--- THE PROBLEM ---
Output all of the material once more, so that every line matches the original exactly.

►

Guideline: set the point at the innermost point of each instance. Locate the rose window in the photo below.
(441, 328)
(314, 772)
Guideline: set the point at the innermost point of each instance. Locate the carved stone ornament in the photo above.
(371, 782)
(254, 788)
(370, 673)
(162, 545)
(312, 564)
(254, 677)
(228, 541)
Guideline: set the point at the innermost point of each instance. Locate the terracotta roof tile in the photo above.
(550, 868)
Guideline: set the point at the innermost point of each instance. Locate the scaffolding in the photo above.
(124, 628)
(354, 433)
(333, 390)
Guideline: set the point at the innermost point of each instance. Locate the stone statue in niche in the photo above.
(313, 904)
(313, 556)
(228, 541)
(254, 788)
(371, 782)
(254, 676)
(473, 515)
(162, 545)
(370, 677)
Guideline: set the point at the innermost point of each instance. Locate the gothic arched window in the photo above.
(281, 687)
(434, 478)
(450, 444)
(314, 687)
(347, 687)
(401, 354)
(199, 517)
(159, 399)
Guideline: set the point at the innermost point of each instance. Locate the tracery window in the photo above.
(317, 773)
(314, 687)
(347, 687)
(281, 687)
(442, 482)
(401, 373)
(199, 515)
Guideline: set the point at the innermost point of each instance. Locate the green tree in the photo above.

◄

--- RESPONSE ---
Guideline: set the point at the innermost point of each instance. Locate the rose window in the photo below.
(441, 328)
(314, 772)
Guideline: set the point at the innermost point of each instance. Locate the carved stone ornament in the photo above.
(371, 782)
(254, 788)
(370, 673)
(162, 545)
(312, 564)
(254, 677)
(228, 541)
Guideline: set the point at the innermost point of each instance. Locate the terracotta roof tile in the photo above.
(550, 868)
Guideline: set the point at the innermost point of each instance. Locate the scaffolding in the photo above.
(124, 628)
(354, 433)
(333, 390)
Guideline: set the point at the innermost point of each instance. Locate the stone statue in niche in the photo above.
(313, 904)
(313, 556)
(228, 541)
(254, 788)
(371, 782)
(254, 676)
(473, 515)
(162, 545)
(370, 677)
Guideline: set the point at the innermost point of each instance. Locate the gothic arched window in the photo above.
(281, 687)
(434, 478)
(450, 444)
(314, 687)
(347, 687)
(401, 354)
(199, 517)
(159, 399)
Guideline: set the point at the innermost point of each instance. Locate the tracery window in the photo above.
(317, 773)
(314, 687)
(347, 687)
(281, 687)
(442, 482)
(401, 373)
(199, 515)
Guideline: set the point at the innermost point of each instance. Locate the green tree in the photo above.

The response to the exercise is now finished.